> **READING PASSAGE**:
◆ ◆ ◆ ◆ ◆
Category Archives: researcher roles

Ethics Case #1 ~ EPSE 595 October 10

Changing research plans and ethics

A doctoral student is preparing for her dissertation defense in a medical anthropology program. Her research on family relationships and child treatment discusses the borderlands of medical anthropology, child abuse and neglect. She has important theoretical contributions to make in the area of evolving cultural definitions of parent-child relationships among the subpopulation she studied. The student plans to publish her work, complete with many of the candid black-and-white photos she took of the children and families she studied. She is stunned by the evocative power of these photographs, but:

1. when she began her research, she did not include photographic methods as part of her application to the Research Ethics Board;
2. consequently, she has no signed permission from any of the individuals pictured in the photographs to use these identifying images in research or publication; and
3. some of the photographs portray evidence of physical violence with children that might be considered child abuse by professionals outside the study community.

• What might the researcher have done differently so as not to be confronted with these dilemmas upon completion of the research?
• Did the researcher do anything wrong by using data collection methods not included in the original proposal? Why or why not?
• How can the dissemination of this student’s work be facilitated? How can the research participants be protected?
Does the researcher adopt a utilitarian, deontological or virtues approach to ethics? Explain why.


Ethics Case #2 ~ EPSE 595, October 10th

One Hundred Dollars and a Dead Man: Ethical Decision Making in Ethnographic Fieldwork
Steven L. Vanderstaay Journal of Contemporary Ethnography 2005 34: 371 DOI: 10.1177/0891241605275478
Click here for the full article.

I was interested in the changing nature of the relationship between schools and the juvenile justice system. Clay, a small and muscular 17-year-old whose detention hearing I happened to have observed was the focus of my research. Clay was accused of stealing a car and threatening a witness. Clay and I lived in a city renowned for its street gangs, teenage murder rate, and cocaine trade.
◆ ◆ ◆ ◆ ◆
> **DATA EXTRACT**:

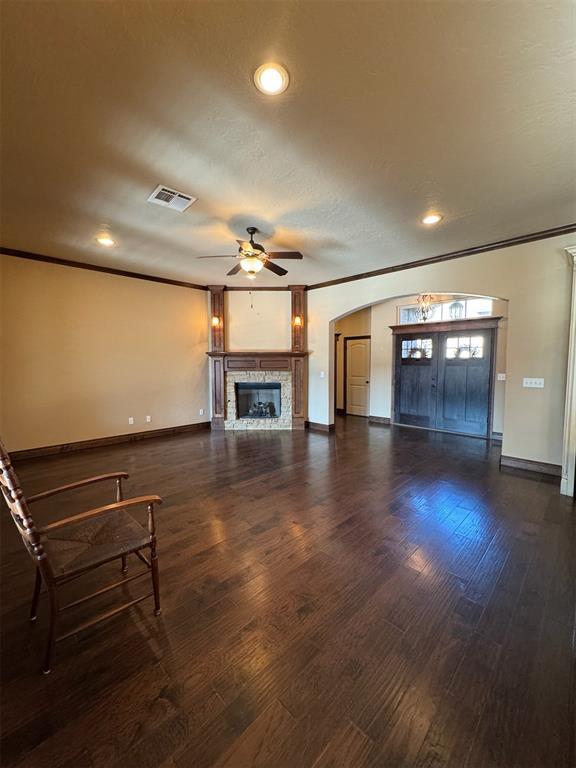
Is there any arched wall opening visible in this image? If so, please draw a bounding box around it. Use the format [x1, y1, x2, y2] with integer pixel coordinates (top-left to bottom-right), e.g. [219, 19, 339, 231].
[329, 291, 508, 438]
[308, 236, 572, 474]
◆ ◆ ◆ ◆ ◆
> **QUESTIONS TO ANSWER**:
**a)** In the ethics case studies, change "Research Ethics Board" to "Institutional Review Board" and give everything from "1. when she" down to "or why not?" with that single substitution.
**b)** Condense the paragraph of the ethics case studies that begins "A doctoral student is preparing" into a shorter version that keeps its main facts.
**c)** Proceed with the ethics case studies, picking up after their final sentence.
The lines on this page are not needed for any of the work.

> **ANSWERS TO THE EXERCISES**:
**a)**
1. when she began her research, she did not include photographic methods as part of her application to the Institutional Review Board;
2. consequently, she has no signed permission from any of the individuals pictured in the photographs to use these identifying images in research or publication; and
3. some of the photographs portray evidence of physical violence with children that might be considered child abuse by professionals outside the study community.

• What might the researcher have done differently so as not to be confronted with these dilemmas upon completion of the research?
• Did the researcher do anything wrong by using data collection methods not included in the original proposal? Why or why not?

**b)** A medical anthropology doctoral student is preparing to defend a dissertation on family relationships and child treatment, a subject bordering on medical anthropology, child abuse and neglect. Her work makes theoretical contributions on evolving cultural definitions of parent-child relationships within the subpopulation she studied. She plans to publish it with many of the candid black-and-white photographs she took of the children and families, and she is stunned by their evocative power.

**c)**
My participant/observation was limited to the youth court, its detention facility, Clay’s home, or his great grandmother’s home, and interviews were done in my office. In appreciation of his participation in the research, I offered to help Clay study for his GED and place a letter in his court file describing his participation in my project. I avoided observing illegal behavior.

Acquaintance with Clay’s family complicated the research experience. Serena, Clay’s mother, lived a desperate life, plagued in equal parts by poverty and her addictions. On my first visit to her apartment, I found that she and Clay’s third-grade sister, “Silk,” had been living without water for a month. The families situation lead me to offer help of various kinds—driving Serena where she need to go, giving a book as a gift to Silk (which was taken away by a school teacher who accused her of stealing it), paying the water bill, eventually trying to help Clay get a GED. Clay’s original conviction required him to pay restitution of $25/month and as a way of helping I paid him $10/hour for interviews with the understanding that the money would go directly to the court.

Throughout the research, Clay lied to others (judges, social workers, police) and continued to be involved in drug dealing and theft. His mother told me that Clay shot another boy, and he was subsequently convicted for murder.

• Does the prohibition against harming subjects during research suggest a larger responsibility for their well-being? If so, does this responsibility extend to protecting subjects from risks that “do not originate with and are not the direct consequence of participation in research?” What is a researcher’s obligation to respond to human suffering?
• Who benefits and how from researching experiences like Clay’s and his family’s?
Does the researcher adopt a utilitarian, deontological or virtues approach to ethics? Explain why.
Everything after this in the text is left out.